Coronavirus cases outside China ‘could be spark’ for bigger fire – WHO

Mon, Feb 10, 2020
By publisher
2 MIN READ

Health

THE World Health Organisation (WHO) on Monday said the spread of coronavirus cases, which had no history of travel to China could be `the spark that becomes a bigger fire’.

WHO said this is because people across China trickled back to work after an extended Lunar New Year holiday.

The death toll from the epidemic rose to 908, all but two in mainlands China, on Sunday as 97 more fatalities were recorded.

The largest number in a single day since the virus was detected in the city of Wuhan in December.

The Diamond Princess Cruise ship with 3,700 passengers and crew onboard remained quarantined in the Japanese port of Yokohama, with 65 more cases detected, taking the number of confirmed case from the Carnival Corp-owned vessel to 135.

European stocks fell on concerns about the impact of the closure of factories in China, the world’s second-largest economy, on supply chains for companies from Taiwan’s iPhone-maker Foxconn to carmakers Kia Motors and Nissan

Across mainland China, 3,062 new infections were confirmed on Sunday, bringing the total number to 40,171, according to the National Health Commission (NHC).

Wu Fan, vice-dean of Shanghai Fudan University Medical school, said there was hope the spread might soon reach a turning point.

WHO chief Tedros Adhanom Ghebreyesus said there had been “concerning instances’’ of transmission from people who had not been to China.

An advance team of international WHO experts had arrived in China to investigate.

“This mission brings together the best of Chinese science, Chinese public health with the best of world’s public health,’’ the WHO’s Mike Ryan said in Geneva.

The virus has spread to at least 27 countries and territories, according to a Reuters count based on official reports, infecting more than 330 people.

The two deaths outside mainland China were in Hong Kong and the Philippines.

The death toll from the outbreak has now surpassed that of Severe Acute Respiratory Syndrome (SARS), which killed hundreds worldwide in 2002/2003.

^^^^^^^^^^^^^^^^

**Exercise 1:** In the coronavirus report, where was the Diamond Princess cruise ship quarantined?
**Exercise 2:** Translate this sentence from the coronavirus report into Spanish: "An advance team of international WHO experts had arrived in China to investigate."
**Exercise 3:** Decide whether each statement agrees with the coronavirus report, answering yes or no and quoting the words that decide it: (a) The two deaths outside mainland China were in Hong Kong and Singapore. (b) Mainland China confirmed 3,062 new infections on Sunday. (c) European stocks rose despite factory closures in China.
Answer from the coronavirus report alone.

Referring expression data
^^^^^^^^^^^^^^^^

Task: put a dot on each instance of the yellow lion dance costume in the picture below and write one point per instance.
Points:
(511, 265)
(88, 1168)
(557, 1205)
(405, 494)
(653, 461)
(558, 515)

^^^^^^^^^^^^^^^^

**Task response 1:** In the Japanese port of Yokohama.

**Task response 2:** Un equipo de avanzada de expertos internacionales de la OMS había llegado a China para investigar.

**Task response 3:**
(a) No: "The two deaths outside mainland China were in Hong Kong and the Philippines."
(b) Yes: "Across mainland China, 3,062 new infections were confirmed on Sunday"
(c) No: "European stocks fell on concerns about the impact of the closure of factories in China"